Set task:
Reproduce the listing below word for word, starting at the line that contains "Reviewer note: verify that every instance of the cloudy" and ending at the line that contains "column 240, row 118".
****************************************
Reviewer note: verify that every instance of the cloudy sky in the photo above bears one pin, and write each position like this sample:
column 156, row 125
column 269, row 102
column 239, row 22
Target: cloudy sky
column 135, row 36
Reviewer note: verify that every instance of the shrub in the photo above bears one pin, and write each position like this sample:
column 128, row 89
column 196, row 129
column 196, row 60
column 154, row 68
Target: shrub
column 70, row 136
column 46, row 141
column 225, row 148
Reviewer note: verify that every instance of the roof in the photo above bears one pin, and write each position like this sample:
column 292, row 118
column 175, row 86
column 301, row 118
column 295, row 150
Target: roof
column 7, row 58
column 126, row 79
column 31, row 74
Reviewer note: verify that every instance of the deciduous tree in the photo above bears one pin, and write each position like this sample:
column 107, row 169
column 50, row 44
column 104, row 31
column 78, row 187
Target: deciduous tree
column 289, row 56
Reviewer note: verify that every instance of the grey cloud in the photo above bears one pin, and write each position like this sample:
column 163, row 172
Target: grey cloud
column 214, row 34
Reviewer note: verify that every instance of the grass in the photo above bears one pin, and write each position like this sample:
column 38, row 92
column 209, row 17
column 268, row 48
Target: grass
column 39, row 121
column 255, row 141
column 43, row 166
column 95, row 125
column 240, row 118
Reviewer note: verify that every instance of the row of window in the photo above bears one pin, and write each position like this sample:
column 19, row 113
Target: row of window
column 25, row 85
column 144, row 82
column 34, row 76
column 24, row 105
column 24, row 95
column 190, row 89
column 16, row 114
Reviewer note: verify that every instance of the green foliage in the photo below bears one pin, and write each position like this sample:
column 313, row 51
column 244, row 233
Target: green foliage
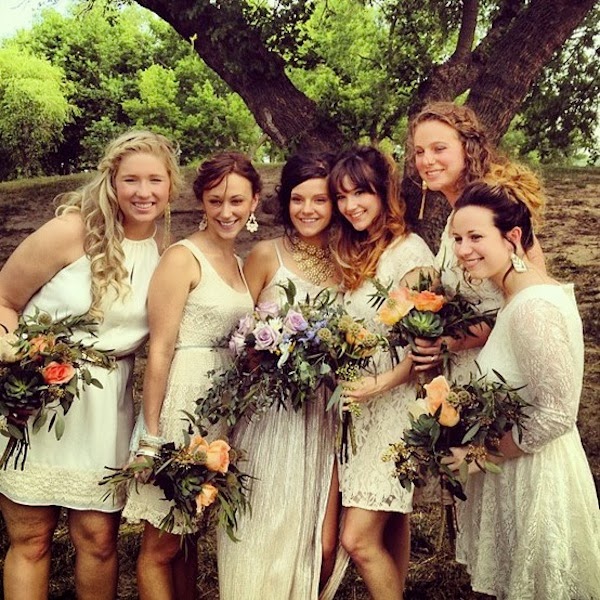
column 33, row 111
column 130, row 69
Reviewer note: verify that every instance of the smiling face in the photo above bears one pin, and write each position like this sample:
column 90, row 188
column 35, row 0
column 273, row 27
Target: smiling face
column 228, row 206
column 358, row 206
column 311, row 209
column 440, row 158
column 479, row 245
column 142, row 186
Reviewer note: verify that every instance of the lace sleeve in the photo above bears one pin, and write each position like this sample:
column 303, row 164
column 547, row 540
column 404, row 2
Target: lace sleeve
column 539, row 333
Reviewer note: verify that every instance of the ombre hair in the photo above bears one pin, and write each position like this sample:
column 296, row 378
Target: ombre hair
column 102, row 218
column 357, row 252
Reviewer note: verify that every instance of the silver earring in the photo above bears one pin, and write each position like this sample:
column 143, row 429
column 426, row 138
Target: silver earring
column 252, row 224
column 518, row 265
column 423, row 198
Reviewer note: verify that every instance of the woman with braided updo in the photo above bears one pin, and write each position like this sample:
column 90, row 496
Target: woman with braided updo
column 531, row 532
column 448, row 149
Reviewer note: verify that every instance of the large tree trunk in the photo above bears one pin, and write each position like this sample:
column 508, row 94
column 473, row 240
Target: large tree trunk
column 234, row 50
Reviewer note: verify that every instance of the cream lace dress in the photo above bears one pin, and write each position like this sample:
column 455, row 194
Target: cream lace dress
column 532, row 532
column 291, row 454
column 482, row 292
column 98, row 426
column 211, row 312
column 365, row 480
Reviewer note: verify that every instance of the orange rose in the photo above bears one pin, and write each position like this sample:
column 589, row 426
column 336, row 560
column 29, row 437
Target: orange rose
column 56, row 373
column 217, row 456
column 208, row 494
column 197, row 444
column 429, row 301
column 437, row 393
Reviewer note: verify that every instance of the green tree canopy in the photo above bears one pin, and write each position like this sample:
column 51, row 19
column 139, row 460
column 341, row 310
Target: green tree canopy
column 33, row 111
****************************************
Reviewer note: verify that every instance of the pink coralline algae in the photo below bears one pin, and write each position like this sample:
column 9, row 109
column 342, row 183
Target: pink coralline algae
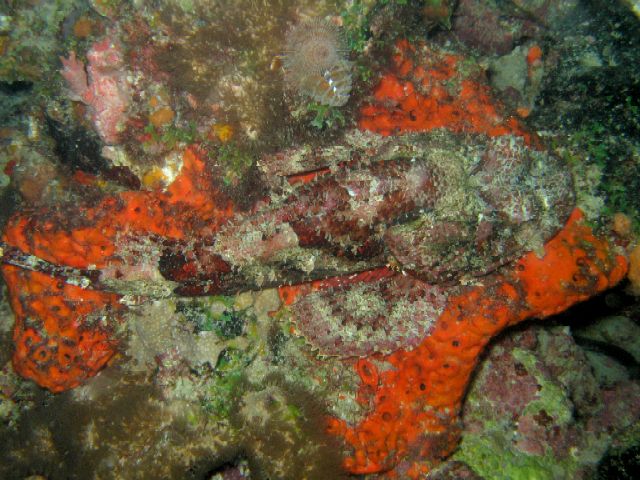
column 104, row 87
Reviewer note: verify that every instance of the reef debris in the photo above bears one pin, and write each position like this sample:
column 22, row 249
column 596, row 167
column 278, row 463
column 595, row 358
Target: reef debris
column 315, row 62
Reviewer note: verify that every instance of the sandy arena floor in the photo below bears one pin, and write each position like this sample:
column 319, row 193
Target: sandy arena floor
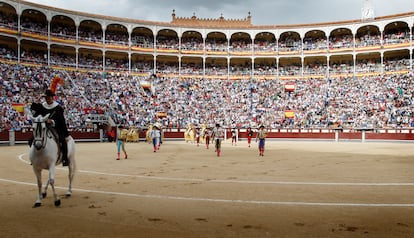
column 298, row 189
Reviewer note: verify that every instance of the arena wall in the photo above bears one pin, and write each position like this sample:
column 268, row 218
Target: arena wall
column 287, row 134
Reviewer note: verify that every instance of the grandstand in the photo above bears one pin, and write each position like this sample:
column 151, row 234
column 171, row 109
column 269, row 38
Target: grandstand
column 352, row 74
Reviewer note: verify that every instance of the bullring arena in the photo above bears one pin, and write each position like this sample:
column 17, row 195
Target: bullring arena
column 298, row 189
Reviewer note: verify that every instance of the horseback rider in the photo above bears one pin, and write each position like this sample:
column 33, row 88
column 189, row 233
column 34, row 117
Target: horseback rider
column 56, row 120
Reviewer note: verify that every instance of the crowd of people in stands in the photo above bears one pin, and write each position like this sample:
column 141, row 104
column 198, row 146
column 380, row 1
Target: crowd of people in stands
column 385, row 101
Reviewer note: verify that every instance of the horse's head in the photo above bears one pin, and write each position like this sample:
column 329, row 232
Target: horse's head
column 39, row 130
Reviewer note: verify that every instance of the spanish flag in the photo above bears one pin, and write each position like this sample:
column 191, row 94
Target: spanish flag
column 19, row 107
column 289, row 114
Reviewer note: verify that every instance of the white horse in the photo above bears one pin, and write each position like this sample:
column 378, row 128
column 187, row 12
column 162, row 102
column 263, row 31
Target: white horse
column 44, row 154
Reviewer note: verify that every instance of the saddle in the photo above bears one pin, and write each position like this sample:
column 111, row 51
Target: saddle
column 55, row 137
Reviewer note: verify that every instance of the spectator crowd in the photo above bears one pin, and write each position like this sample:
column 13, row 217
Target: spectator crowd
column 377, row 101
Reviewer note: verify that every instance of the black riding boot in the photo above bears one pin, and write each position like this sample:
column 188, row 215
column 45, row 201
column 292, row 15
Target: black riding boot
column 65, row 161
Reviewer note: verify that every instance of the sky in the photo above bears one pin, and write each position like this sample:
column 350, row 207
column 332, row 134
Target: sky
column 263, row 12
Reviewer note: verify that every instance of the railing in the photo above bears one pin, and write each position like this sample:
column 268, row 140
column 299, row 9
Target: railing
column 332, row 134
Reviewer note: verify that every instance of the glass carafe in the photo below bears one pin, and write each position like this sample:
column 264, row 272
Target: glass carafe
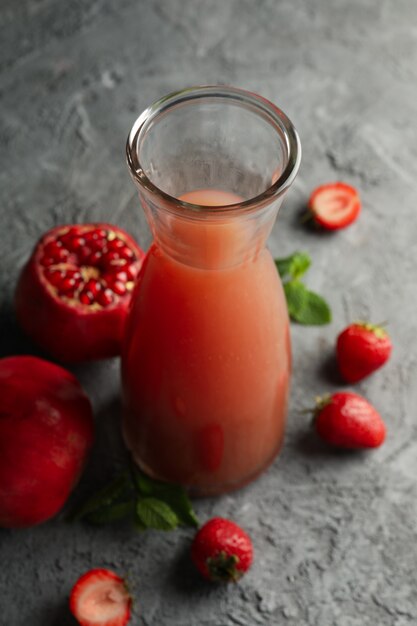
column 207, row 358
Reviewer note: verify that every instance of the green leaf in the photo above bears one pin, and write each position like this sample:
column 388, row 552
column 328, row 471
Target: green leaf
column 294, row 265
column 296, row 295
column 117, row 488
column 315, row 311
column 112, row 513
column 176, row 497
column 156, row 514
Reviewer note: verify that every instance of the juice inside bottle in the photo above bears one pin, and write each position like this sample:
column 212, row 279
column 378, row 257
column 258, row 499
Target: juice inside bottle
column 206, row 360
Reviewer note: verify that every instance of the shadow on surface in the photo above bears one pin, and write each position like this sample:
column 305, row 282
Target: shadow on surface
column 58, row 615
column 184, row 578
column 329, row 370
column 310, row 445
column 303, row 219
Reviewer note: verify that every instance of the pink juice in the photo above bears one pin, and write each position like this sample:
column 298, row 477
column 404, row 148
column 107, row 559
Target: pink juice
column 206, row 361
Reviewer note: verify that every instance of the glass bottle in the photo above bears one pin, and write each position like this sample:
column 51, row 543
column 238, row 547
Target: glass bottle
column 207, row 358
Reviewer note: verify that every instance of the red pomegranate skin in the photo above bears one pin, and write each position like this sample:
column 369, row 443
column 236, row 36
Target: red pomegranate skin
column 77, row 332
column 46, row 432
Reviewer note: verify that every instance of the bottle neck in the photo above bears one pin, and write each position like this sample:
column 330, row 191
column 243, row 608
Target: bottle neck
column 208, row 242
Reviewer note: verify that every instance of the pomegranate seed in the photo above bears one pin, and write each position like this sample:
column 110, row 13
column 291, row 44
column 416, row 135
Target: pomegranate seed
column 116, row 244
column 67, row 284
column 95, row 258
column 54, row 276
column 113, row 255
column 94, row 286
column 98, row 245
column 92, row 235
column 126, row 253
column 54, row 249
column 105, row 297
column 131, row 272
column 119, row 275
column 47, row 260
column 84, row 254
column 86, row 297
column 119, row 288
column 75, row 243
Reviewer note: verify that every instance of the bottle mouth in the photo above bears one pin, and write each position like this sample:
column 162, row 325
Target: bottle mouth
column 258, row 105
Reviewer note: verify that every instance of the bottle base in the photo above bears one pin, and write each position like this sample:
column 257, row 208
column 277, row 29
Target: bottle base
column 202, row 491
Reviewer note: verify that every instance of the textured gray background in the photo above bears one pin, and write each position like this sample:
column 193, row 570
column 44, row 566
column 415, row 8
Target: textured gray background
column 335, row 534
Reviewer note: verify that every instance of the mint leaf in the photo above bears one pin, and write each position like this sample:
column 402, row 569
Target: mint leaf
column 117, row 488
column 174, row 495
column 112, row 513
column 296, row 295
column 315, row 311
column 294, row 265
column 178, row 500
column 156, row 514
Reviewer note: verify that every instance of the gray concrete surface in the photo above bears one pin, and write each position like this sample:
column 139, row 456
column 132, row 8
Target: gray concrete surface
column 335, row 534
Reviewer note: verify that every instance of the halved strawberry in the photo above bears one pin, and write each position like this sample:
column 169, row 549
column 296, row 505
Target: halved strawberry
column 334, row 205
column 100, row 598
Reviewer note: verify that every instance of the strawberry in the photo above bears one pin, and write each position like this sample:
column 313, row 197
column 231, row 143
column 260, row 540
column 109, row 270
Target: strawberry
****************************************
Result:
Reviewer note: verify that every instance of the cloudy sky in the photo above bears one pin, and write each position like this sample:
column 156, row 125
column 269, row 102
column 239, row 22
Target: cloudy sky
column 135, row 36
Reviewer note: verify that every instance of the shrub in the photo above bears one pin, and write each position like this sample:
column 128, row 89
column 196, row 129
column 196, row 60
column 154, row 68
Target: shrub
column 70, row 136
column 46, row 141
column 225, row 148
Reviewer note: verify that every instance of the roof in the photo above bears one pin, and write each position like this sample:
column 292, row 118
column 175, row 86
column 301, row 118
column 295, row 150
Target: roof
column 7, row 58
column 126, row 79
column 31, row 74
Reviewer note: verify that every instance of the deciduous tree in the photo above bears one pin, and write each position like this sample:
column 107, row 169
column 50, row 44
column 104, row 31
column 78, row 187
Target: deciduous tree
column 289, row 56
Reviewer note: verify that every instance of the grey cloud in the photo above bears one pin, and write each position like this sample:
column 163, row 172
Target: grey cloud
column 214, row 34
Reviewer note: verify that every instance of the grass in the photo above bears one pin, and write each position like this sample:
column 38, row 92
column 209, row 17
column 268, row 48
Target: grass
column 39, row 121
column 255, row 141
column 43, row 166
column 95, row 125
column 240, row 118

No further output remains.